— Start of Exercise data —

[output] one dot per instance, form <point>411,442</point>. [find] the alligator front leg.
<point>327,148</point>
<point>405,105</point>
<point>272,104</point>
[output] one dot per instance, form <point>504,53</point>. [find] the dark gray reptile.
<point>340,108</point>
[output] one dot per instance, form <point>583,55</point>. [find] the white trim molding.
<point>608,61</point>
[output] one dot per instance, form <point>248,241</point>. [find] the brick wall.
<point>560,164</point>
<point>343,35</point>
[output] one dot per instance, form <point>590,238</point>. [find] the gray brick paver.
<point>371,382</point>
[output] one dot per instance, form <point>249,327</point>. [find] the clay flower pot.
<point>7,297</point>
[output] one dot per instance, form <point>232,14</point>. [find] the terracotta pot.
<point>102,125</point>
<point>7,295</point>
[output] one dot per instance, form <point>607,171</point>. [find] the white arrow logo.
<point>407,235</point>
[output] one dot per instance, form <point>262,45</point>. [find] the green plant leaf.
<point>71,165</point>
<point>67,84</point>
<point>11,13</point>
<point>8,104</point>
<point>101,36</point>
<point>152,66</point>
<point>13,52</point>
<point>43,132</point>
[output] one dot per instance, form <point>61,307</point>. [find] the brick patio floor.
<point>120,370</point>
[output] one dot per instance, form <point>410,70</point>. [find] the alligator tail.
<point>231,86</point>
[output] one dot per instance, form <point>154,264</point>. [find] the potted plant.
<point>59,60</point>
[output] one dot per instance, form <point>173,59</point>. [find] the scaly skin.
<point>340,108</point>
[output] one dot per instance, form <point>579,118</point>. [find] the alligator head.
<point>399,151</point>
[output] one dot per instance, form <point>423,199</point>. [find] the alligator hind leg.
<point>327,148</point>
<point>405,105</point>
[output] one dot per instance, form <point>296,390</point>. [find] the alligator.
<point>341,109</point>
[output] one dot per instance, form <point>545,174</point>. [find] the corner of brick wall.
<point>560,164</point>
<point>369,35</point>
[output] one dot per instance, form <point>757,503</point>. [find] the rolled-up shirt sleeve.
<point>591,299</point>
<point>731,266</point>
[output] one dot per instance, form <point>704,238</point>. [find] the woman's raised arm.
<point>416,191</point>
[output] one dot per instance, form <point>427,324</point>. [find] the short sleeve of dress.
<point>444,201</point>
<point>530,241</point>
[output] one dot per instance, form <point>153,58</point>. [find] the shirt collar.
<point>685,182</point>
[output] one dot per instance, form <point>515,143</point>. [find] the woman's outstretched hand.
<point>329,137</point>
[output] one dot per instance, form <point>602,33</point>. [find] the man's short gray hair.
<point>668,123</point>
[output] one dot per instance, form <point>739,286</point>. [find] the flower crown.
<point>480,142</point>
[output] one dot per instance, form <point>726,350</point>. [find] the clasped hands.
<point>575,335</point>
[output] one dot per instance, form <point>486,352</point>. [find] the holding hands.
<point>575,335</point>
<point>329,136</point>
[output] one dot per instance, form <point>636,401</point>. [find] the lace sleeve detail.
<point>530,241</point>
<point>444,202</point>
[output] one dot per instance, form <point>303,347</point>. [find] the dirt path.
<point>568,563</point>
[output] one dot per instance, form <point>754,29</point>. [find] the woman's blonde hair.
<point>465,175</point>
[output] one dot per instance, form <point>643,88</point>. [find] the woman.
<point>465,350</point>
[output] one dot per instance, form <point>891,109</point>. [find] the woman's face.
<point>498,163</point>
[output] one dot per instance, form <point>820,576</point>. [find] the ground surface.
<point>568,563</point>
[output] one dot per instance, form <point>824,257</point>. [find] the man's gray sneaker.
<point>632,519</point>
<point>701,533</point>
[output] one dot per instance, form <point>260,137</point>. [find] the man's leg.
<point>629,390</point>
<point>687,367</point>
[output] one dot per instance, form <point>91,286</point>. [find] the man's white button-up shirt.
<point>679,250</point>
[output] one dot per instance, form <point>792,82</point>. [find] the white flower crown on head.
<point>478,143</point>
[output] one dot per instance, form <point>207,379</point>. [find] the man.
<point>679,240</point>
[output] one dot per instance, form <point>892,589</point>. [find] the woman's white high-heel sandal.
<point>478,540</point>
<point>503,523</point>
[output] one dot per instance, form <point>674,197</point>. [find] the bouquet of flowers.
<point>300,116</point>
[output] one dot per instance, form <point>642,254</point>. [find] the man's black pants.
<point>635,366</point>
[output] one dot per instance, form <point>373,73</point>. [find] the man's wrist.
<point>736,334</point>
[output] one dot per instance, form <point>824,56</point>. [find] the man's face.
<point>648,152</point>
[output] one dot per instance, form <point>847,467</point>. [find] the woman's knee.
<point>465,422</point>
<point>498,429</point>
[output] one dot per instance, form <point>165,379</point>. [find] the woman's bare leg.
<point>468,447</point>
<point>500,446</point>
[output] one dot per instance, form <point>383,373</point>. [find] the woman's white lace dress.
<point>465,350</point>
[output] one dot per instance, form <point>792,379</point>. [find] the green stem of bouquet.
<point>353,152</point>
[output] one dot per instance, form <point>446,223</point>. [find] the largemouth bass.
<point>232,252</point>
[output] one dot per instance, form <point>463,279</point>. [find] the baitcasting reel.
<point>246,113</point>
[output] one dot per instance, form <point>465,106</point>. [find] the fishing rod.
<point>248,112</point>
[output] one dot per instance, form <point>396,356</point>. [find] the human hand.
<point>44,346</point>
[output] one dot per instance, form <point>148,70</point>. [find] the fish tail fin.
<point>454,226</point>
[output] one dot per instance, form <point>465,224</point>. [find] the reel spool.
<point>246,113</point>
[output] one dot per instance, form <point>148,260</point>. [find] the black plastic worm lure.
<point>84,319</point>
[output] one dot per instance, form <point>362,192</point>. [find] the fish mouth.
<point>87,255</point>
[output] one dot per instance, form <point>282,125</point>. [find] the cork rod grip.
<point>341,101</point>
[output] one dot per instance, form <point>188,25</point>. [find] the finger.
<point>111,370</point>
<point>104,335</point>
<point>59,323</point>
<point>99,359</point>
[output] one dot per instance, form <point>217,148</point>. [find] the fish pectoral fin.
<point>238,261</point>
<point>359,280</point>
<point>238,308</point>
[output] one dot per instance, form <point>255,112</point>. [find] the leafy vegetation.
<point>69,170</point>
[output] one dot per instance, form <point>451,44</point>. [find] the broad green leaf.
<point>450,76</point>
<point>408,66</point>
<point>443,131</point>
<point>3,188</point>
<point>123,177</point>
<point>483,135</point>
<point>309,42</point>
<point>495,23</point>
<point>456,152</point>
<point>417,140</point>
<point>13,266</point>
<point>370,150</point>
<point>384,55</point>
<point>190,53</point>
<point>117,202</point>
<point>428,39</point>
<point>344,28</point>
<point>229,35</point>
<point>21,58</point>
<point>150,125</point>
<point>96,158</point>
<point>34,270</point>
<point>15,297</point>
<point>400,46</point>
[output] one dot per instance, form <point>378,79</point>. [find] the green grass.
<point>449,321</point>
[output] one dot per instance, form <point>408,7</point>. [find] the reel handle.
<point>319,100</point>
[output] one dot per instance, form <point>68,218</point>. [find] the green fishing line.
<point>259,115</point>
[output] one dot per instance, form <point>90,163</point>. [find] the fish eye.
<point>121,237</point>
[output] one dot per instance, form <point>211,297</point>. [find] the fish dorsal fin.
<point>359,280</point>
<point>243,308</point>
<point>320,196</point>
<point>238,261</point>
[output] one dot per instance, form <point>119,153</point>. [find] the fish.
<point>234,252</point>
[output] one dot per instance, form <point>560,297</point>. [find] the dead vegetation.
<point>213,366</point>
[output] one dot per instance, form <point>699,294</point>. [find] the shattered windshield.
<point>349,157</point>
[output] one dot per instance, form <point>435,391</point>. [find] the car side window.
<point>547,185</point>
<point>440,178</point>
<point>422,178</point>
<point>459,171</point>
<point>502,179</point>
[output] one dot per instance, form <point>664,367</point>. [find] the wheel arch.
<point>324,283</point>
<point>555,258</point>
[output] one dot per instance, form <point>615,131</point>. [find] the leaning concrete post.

— End of Exercise data —

Exercise task —
Return, word for word, the stretch of data from the line containing "[output] one dot per instance, form <point>153,58</point>." through the line containing "<point>329,136</point>".

Correct response —
[output] one dot per instance, form <point>153,58</point>. [find] the shirt collar.
<point>685,182</point>
[output] one dot per instance, form <point>515,143</point>. [find] the woman's outstretched hand.
<point>329,137</point>
[output] one dot per instance, form <point>602,33</point>. [find] the man's short gray hair.
<point>668,123</point>
[output] one dot per instance, form <point>739,286</point>. [find] the flower crown.
<point>480,142</point>
[output] one dot per instance, form <point>726,350</point>. [find] the clasped hands.
<point>575,335</point>
[output] one dot per instance, form <point>486,352</point>. [find] the holding hands.
<point>575,335</point>
<point>329,136</point>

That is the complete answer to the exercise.